▸ **Task goal**
Report each line of the data that includes the word "woman".

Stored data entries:
::::::::
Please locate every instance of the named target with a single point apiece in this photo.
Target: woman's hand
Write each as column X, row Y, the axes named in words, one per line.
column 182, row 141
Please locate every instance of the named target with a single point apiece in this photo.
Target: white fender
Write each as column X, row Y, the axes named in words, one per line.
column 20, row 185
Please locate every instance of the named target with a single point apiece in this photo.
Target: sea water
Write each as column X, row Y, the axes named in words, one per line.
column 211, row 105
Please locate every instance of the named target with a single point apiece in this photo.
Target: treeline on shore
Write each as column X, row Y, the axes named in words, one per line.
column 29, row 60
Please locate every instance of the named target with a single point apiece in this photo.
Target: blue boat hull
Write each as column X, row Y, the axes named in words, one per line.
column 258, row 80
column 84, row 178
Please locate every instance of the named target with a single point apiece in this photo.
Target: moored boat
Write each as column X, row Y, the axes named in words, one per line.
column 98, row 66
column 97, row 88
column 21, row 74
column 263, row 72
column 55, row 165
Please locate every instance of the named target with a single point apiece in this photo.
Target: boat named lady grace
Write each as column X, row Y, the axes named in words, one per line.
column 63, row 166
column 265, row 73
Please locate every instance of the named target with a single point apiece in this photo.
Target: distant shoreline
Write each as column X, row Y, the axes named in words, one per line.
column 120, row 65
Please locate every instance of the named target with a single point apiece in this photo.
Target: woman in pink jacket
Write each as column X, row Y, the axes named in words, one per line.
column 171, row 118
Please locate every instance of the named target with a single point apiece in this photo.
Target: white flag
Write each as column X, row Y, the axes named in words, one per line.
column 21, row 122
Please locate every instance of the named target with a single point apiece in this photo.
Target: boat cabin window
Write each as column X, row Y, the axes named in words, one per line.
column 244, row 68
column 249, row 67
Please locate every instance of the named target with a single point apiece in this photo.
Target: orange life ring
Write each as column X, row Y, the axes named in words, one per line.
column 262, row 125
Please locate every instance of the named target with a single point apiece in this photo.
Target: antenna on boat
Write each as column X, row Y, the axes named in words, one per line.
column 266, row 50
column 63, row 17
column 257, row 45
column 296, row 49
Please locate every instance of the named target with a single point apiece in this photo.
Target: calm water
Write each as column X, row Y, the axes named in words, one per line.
::::::::
▸ **Completed task**
Target: woman's hand
Target: woman in pink jacket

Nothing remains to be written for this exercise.